PARTS OF THE EXERCISE
1. Using the hawk rehabilitation article, decide whether each statement agrees with it. For each, answer yes or no and quote the words that settle it. (a) The hawk was found in Lansing, NY. (b) The radiographs showed fractures in the hawk. (c) The hawk spent eight weeks at the wildlife hospital before it was transferred to a rehabilitator.
2. Copy the part of the hawk rehabilitation article that starts with "The Janet L. Swanson Wildlife Hospital is" and goes on through "injured native wildlife.", character for character.

PASSAGE
Cornell experts help red-tailed hawk overcome lead toxicity, return to wild
Lead is toxic to both humans and animals, and is present in our environment. On a regular basis, the staff at the Janet L. Swanson Wildlife Hospital at Cornell University work to save animals that are severely ill due to ingestion of environmental lead. On February 19th, 2017, an adult red-tailed hawk was brought to the Wildlife Health Center after being found in Lansing, NY—weak and unable to fly or move its legs. The Wildlife Health Center team found no fractures on the hawk’s radiographs, however, they did see a small metal object in the intestinal tract.
A blood test confirmed an extremely high lead level—so high that the bird was given a very grave prognosis for survival. After six weeks of intensive medical care and physical therapy at the wildlife hospital, it had regained some nerve function to the legs and was able to stand for short periods of time. The hawk was then transferred to a local licensed wildlife rehabilitator and raptor expert Morgan Hapeman at the Finger Lakes Raptor Center, who provided further care and physical therapy for eight more weeks until had regained normal strength and function. Finally, on June 1, 2017, the team of diligent clinicians and care-takers released the hawk back into the wild near its original territory in Lansing.
“Lead toxicity is a common in wild animals brought to the wildlife hospital, and many of those affected do not survive,” says Dr. Sara Childs-Sanford, chief of service at the Janet L. Swanson Wildlife Hospital. “This hawk was most likely exposed by accidentally swallowing a lead pellet while feeding on an animal that was shot. Humans contaminate the environment with lead through the use of bullets and fishing tackle made from lead.” Childs-Sanford explains that public awareness about the devastating impact of lead poisoning on wildlife populations will help to reduce the use of lead in sport hunting and fishing, improving the health of our ecosystems and saving the lives of wild animals.
The Janet L. Swanson Wildlife Hospital is a non-profit, donation-funded service of the Cornell University Hospital for Animals, providing state-of-the-art medical and surgical care for ill and injured native wildlife.

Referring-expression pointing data
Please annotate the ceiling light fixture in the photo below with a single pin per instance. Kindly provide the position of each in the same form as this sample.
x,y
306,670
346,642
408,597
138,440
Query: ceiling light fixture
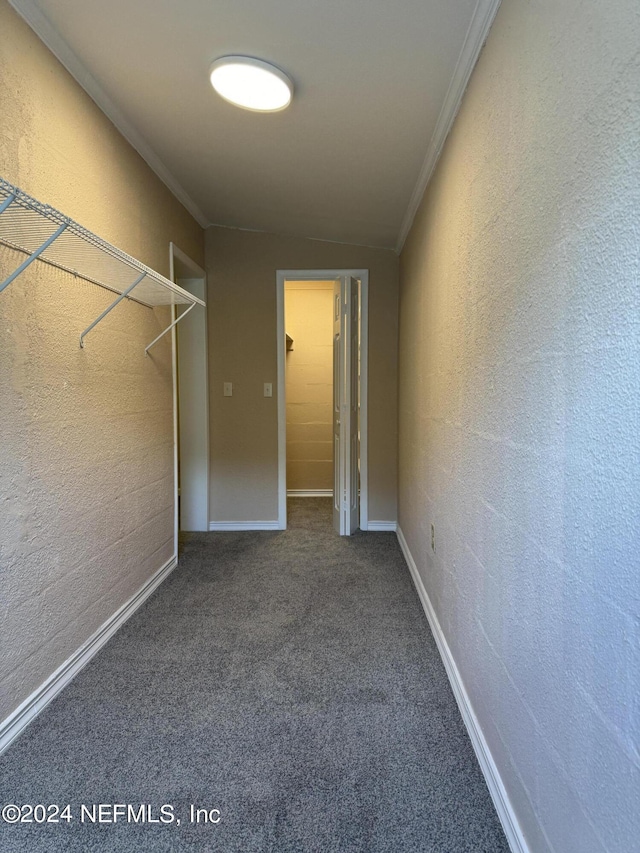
x,y
251,83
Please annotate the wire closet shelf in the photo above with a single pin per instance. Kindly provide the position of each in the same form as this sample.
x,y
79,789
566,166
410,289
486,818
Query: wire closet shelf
x,y
42,232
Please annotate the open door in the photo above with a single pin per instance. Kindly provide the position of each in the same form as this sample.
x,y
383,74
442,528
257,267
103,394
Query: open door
x,y
338,487
346,355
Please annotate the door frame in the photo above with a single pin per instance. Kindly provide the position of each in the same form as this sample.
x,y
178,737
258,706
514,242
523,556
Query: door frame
x,y
322,275
178,258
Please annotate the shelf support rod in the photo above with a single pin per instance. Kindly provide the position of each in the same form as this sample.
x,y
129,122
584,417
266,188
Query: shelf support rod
x,y
5,204
168,329
34,255
110,308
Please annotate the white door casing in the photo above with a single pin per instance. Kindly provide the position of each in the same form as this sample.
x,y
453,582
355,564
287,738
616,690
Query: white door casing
x,y
352,358
192,400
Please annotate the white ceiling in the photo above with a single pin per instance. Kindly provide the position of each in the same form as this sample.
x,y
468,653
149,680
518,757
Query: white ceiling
x,y
377,85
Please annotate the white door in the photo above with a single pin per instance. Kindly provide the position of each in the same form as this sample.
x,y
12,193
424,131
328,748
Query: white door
x,y
346,352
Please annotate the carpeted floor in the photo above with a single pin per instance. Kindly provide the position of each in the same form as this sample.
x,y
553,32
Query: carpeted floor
x,y
288,680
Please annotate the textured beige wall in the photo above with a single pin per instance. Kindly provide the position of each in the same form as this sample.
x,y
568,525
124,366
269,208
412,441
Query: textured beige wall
x,y
241,274
86,473
519,412
309,380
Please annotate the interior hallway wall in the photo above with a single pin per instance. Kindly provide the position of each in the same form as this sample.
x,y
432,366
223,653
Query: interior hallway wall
x,y
309,381
86,468
241,275
519,412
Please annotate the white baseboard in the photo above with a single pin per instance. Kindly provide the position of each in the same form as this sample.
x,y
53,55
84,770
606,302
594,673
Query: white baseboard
x,y
243,525
499,795
57,681
379,526
309,493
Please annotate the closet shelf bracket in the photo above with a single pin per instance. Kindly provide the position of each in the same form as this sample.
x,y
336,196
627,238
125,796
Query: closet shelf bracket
x,y
168,329
36,254
110,308
39,231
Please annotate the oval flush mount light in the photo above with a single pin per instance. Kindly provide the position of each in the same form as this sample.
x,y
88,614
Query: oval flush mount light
x,y
251,83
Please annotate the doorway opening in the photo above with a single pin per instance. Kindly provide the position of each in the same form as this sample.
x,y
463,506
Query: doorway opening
x,y
191,401
322,391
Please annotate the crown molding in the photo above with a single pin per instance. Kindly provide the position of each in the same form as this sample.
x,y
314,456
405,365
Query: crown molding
x,y
483,17
46,32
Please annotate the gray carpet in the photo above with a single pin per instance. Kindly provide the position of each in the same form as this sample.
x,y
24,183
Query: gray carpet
x,y
287,679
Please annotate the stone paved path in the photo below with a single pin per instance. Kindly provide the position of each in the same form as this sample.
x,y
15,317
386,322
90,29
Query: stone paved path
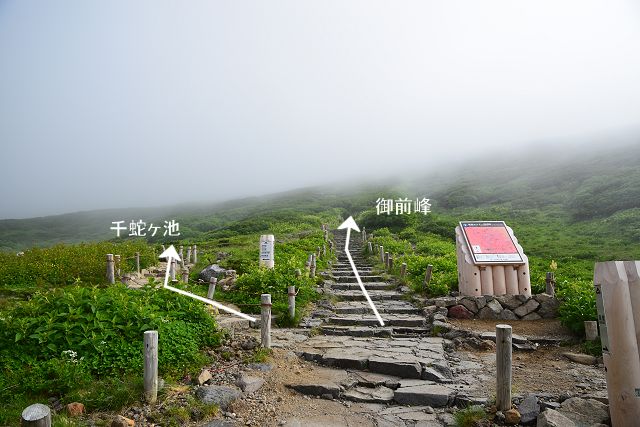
x,y
398,368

EXPECTED OUTPUTS
1.
(a) Yes: "after being found in Lansing, NY"
(b) No: "found no fractures on the hawk’s radiographs"
(c) No: "After six weeks of intensive medical care and physical therapy at the wildlife hospital"

2.
The Janet L. Swanson Wildlife Hospital is a non-profit, donation-funded service of the Cornell University Hospital for Animals, providing state-of-the-art medical and surgical care for ill and injured native wildlife.